- Source document -
I hear your delema with hauling a quad and a dirtbike. I have found these racks and am planning on getting one the future because I will have 2 quads to haul. Makes it easier. You can find them by searching atv truck carrier. Here are a couple links to some carriers. They can carry 2 quads in the back to the truck and still have storage under the bikes.

http://www.discountramps.com/atv-truck-rack.htm

http://www.bulldogatv.com/

Greg


----------



## Oregon_Camper (Sep 13, 2004)

gberiksen said:


> I hear your delema with hauling a quad and a dirtbike. I have found these racks and am planning on getting one the future because I will have 2 quads to haul. Makes it easier. You can find them by searching atv truck carrier. Here are a couple links to some carriers. They can carry 2 quads in the back to the truck and still have storage under the bikes.
> 
> http://www.discountramps.com/atv-truck-rack.htm
> 
> ...


Dem's some really nice racks!

What about us poor SUV'ers?


----------



## renegade21rs (Oct 8, 2006)

birddog74 said:


> Sounds like an odd setup. Not sure Id wanna be around him on the highway.


It's called a "recreational double." A pickup, towing a 5er, can "legally" tow another trailer behind it. Don't know if I'd want to be responsible for one.


----------

- Problems to work on -
1) Retype the thread on hauling quads from "## Oregon_Camper (Sep" up to and including "really nice racks!".
2) Pick out every line of the listing that contains the word "roof", treating uppercase and lowercase as different.

- Entries from a dataset -
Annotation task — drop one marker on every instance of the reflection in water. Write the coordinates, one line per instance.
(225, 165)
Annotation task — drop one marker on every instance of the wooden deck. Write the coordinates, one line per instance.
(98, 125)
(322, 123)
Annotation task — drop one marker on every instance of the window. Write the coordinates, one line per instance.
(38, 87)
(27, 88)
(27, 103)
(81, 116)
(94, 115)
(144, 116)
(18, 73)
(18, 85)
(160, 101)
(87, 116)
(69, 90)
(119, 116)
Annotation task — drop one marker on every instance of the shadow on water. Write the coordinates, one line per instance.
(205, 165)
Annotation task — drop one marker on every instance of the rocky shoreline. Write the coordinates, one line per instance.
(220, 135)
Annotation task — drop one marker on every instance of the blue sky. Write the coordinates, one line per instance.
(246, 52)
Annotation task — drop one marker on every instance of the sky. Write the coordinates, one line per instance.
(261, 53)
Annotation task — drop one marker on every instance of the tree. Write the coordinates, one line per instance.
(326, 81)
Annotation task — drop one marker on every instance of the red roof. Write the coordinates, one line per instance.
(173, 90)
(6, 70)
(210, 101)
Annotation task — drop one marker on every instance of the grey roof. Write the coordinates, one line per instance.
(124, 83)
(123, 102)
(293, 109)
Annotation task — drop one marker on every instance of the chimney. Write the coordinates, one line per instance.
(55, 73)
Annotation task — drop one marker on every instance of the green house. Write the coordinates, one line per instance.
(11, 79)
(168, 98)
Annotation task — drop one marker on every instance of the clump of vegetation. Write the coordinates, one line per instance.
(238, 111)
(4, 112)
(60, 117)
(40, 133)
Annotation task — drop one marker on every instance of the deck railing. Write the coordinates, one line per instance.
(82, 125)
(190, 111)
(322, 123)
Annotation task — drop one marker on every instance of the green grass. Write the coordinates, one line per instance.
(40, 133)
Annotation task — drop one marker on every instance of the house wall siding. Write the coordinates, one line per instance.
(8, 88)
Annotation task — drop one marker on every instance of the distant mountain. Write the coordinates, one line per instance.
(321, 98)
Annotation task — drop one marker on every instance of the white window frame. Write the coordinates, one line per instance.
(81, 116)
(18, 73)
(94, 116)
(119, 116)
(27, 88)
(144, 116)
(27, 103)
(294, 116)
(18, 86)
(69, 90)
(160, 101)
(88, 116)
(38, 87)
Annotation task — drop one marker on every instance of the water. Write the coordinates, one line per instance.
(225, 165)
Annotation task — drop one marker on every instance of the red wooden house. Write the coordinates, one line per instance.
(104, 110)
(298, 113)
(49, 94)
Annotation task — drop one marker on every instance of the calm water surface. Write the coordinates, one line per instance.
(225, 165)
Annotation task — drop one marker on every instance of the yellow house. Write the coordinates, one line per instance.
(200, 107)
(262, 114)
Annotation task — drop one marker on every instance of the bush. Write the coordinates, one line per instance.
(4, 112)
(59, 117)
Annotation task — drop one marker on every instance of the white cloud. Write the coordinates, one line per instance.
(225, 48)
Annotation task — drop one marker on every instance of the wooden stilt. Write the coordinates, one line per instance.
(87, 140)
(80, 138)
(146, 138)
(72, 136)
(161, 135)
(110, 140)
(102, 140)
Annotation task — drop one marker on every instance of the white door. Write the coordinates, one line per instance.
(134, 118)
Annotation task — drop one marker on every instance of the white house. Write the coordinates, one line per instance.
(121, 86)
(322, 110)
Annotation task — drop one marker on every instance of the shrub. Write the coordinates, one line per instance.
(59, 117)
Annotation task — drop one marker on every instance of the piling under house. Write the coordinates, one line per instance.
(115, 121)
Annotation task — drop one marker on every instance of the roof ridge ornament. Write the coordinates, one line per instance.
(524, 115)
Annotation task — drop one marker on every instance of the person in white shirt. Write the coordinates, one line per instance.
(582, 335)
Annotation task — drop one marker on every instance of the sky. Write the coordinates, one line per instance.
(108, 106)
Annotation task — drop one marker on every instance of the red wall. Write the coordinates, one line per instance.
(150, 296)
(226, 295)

- Answer set -
1)
## Oregon_Camper (Sep 13, 2004)

gberiksen said:


> I hear your delema with hauling a quad and a dirtbike. I have found these racks and am planning on getting one the future because I will have 2 quads to haul. Makes it easier. You can find them by searching atv truck carrier. Here are a couple links to some carriers. They can carry 2 quads in the back to the truck and still have storage under the bikes.
> 
> http://www.discountramps.com/atv-truck-rack.htm
> 
> ...


Dem's some really nice racks!

2)
Annotation task — drop one marker on every instance of the red roof. Write the coordinates, one line per instance.
Annotation task — drop one marker on every instance of the grey roof. Write the coordinates, one line per instance.
Annotation task — drop one marker on every instance of the roof ridge ornament. Write the coordinates, one line per instance.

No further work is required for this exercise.